* [SET PROBLEM 1] According to the financial outlook excerpt, what is the projected tax rate for the full year 2017, excluding discrete items?

* [EXCERPT PROVIDED]
+ + +

Compared to March 31, 2017, total headcount (permanent employees and temporary personnel) decreased by 355, despite increasing by 343 in R,D&E. Compared to a year ago, headcount increased by 2,760, about half of the increase in R,D&E.

Outlook

Mainly based on our customer call-offs, we expect organic sales for the third quarter of 2017 to increase in the range of 0-2% compared to the same quarter of 2016. Effects from currency translations are expected to be negligible, resulting in a consolidated sales growth in the range of 0-2%. The adjusted operating margin, excluding costs for capacity alignments and antitrust related matters, is expected to be in the 7.5-8.0% range.

The expectation for the full year 2017 adjusted operating margin remains around 8.5%, excluding costs for capacity alignments and antitrust related matters. The indication for the full year organic sales growth is now around 2%, which is lower than the previous indication of around 4%. Currency translations and M&A activities are expected to have a combined positive effect of around 1%, resulting in a consolidated sales increase of around 3%.

The projected tax rate, excluding any discrete items, for the full year 2017, is expected to be around 30% and is subject to change due to any discrete or nonrecurring events that may occur.

40


We expect the operational cash flow for the full year 2017 to remain strong and to be more than $0.8 billion, excluding antitrust related matters and any other discrete items. Supporting our growth strategy, capital expenditures are expected to be in the range of 5-6% of sales for the full year, while R,D&E investments, net are expected to be above 7.0 % of sales for the full year, an increase from our previous indication of “high end of 6.5-7.0% range.”

+ + +

Entries from a dataset
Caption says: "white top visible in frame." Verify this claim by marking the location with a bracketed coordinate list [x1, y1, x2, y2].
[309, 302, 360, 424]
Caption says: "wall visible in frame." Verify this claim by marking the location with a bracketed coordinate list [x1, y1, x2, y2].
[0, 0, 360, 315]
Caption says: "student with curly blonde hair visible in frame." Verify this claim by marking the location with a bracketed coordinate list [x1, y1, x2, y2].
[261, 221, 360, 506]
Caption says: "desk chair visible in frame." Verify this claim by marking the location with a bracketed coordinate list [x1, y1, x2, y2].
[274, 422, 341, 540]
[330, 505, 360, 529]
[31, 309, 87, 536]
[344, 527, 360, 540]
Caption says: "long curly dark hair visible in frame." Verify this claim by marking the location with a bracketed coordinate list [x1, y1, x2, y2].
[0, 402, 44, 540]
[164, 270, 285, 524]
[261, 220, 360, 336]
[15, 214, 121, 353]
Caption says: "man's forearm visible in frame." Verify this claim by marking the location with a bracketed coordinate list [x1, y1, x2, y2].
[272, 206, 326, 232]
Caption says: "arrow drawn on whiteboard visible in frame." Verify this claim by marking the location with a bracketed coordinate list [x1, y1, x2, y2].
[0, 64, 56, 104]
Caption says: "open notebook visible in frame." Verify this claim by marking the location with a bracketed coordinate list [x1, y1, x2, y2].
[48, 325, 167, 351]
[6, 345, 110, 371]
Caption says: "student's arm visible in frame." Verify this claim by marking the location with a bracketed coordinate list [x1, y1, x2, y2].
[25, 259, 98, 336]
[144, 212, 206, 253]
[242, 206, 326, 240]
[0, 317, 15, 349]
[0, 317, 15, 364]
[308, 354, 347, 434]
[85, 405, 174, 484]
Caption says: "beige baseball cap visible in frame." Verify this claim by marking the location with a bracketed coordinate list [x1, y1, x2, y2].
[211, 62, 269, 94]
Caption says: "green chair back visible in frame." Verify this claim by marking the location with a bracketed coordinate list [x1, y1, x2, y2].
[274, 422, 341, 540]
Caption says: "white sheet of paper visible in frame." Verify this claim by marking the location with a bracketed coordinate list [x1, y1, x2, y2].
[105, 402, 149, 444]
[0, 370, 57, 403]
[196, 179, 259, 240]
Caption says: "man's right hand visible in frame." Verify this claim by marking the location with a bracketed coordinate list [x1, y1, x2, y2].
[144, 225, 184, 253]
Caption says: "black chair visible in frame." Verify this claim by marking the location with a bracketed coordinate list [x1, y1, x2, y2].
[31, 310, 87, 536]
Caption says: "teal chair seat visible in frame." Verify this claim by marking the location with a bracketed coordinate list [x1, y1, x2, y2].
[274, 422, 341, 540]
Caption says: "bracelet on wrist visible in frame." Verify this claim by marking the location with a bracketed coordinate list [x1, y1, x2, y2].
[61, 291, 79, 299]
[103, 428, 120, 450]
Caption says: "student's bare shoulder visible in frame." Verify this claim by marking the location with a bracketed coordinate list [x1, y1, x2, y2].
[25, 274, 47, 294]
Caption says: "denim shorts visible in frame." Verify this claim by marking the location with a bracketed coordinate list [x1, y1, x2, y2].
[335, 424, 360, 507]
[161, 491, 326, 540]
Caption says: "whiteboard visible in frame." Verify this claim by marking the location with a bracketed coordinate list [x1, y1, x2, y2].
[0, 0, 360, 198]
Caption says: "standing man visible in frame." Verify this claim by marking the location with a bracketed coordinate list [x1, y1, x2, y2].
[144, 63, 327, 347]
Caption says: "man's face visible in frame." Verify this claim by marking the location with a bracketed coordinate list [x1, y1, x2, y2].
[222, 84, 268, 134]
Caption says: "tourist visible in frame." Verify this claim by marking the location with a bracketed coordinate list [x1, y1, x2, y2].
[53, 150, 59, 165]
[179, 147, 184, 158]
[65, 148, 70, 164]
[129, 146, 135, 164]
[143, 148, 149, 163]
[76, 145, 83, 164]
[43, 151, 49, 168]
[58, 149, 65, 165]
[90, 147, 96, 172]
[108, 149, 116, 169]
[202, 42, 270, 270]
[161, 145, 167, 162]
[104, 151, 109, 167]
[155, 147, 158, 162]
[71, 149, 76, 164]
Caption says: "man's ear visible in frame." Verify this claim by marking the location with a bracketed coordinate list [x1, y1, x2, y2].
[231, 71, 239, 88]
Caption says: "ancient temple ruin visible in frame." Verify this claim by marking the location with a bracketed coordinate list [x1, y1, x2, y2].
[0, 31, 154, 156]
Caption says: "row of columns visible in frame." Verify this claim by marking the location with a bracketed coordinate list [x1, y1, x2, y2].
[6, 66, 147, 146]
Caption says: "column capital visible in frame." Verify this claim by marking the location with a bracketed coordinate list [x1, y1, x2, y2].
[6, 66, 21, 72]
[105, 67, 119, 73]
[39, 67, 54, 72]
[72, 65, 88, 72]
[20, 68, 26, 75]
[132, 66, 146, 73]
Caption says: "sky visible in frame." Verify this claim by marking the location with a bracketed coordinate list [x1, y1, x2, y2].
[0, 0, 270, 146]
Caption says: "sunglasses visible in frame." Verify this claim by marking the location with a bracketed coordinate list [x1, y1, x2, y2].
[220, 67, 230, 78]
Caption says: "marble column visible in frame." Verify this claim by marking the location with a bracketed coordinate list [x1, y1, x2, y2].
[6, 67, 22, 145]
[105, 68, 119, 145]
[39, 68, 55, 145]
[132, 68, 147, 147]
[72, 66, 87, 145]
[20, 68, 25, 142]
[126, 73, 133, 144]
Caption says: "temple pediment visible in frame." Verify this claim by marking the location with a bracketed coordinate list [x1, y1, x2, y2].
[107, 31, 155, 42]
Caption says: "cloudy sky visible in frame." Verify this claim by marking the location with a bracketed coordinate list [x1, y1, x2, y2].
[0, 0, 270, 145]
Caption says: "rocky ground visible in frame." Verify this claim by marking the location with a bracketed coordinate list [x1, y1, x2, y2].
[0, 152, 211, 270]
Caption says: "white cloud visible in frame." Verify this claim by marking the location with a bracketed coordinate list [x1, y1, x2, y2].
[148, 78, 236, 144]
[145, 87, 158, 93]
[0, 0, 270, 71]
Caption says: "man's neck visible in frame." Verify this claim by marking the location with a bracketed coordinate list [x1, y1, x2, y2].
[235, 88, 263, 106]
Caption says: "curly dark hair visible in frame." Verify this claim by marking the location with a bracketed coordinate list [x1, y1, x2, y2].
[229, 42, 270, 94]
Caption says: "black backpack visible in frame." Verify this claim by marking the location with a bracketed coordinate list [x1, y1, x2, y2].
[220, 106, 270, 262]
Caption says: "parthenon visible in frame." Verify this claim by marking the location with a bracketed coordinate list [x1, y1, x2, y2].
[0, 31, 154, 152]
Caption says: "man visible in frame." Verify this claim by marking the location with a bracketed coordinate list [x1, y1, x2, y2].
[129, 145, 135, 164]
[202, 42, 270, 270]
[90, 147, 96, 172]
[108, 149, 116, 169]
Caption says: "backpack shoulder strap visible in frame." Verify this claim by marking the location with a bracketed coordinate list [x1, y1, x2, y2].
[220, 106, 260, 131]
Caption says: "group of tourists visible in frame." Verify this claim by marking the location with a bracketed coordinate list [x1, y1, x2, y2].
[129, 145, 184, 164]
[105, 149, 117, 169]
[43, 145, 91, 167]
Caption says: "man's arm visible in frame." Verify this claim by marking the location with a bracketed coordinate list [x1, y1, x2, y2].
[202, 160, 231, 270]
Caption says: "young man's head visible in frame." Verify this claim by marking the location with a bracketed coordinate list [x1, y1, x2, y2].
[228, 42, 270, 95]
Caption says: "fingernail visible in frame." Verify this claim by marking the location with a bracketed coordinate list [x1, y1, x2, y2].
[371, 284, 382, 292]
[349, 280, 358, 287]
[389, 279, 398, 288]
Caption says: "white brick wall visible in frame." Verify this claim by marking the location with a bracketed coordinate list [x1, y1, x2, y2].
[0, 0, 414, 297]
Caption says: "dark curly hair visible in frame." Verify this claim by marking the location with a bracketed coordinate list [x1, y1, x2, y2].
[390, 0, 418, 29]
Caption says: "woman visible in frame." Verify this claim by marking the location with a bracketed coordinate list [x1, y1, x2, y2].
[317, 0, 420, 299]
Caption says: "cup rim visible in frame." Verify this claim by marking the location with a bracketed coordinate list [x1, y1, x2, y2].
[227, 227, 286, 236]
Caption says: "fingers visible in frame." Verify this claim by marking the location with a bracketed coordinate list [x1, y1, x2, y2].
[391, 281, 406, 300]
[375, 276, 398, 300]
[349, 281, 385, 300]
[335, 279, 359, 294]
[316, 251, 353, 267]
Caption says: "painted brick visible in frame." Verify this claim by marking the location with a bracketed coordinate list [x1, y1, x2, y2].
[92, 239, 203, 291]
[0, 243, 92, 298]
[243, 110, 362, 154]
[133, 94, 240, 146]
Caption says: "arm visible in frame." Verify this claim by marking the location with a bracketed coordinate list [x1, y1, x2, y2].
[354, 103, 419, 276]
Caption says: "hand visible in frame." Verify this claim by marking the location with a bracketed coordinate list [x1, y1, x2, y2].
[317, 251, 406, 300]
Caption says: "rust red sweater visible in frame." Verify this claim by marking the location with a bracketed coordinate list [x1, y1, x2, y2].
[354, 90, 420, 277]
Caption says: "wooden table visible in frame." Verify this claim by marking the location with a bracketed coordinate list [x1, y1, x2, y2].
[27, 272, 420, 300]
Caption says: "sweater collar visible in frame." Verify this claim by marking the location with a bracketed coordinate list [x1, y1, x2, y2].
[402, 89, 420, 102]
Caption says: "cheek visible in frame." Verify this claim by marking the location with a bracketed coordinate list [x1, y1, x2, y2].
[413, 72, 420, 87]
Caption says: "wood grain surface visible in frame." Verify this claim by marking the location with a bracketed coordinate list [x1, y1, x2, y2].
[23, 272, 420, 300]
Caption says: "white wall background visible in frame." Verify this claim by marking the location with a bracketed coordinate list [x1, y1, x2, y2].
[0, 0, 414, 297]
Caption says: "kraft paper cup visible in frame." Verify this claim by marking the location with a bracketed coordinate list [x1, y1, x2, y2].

+ + +

* [SET PROBLEM 2] Reproduce the records verbatim from their first line through the line holding "[6, 345, 110, 371]", including both ends.

* [WORKED ANSWER 1] Around 30%.

* [WORKED ANSWER 2]
Caption says: "white top visible in frame." Verify this claim by marking the location with a bracketed coordinate list [x1, y1, x2, y2].
[309, 302, 360, 424]
Caption says: "wall visible in frame." Verify this claim by marking the location with a bracketed coordinate list [x1, y1, x2, y2].
[0, 0, 360, 315]
Caption says: "student with curly blonde hair visible in frame." Verify this claim by marking the location with a bracketed coordinate list [x1, y1, x2, y2].
[261, 221, 360, 506]
Caption says: "desk chair visible in frame." Verify this claim by marking the location with a bracketed coordinate list [x1, y1, x2, y2].
[274, 422, 341, 540]
[330, 505, 360, 529]
[31, 309, 87, 536]
[344, 527, 360, 540]
Caption says: "long curly dark hair visible in frame." Verify this claim by marking the location with a bracketed coordinate list [x1, y1, x2, y2].
[0, 402, 44, 540]
[164, 270, 285, 524]
[261, 220, 360, 336]
[15, 214, 121, 353]
Caption says: "man's forearm visible in frame." Verify this claim by marking the location with a bracketed coordinate list [x1, y1, x2, y2].
[272, 206, 326, 232]
Caption says: "arrow drawn on whiteboard visible in frame." Verify this claim by marking the location with a bracketed coordinate list [x1, y1, x2, y2].
[0, 64, 56, 104]
Caption says: "open notebook visible in frame." Verify this claim by marking the location with a bracketed coordinate list [x1, y1, x2, y2].
[48, 325, 167, 351]
[6, 345, 110, 371]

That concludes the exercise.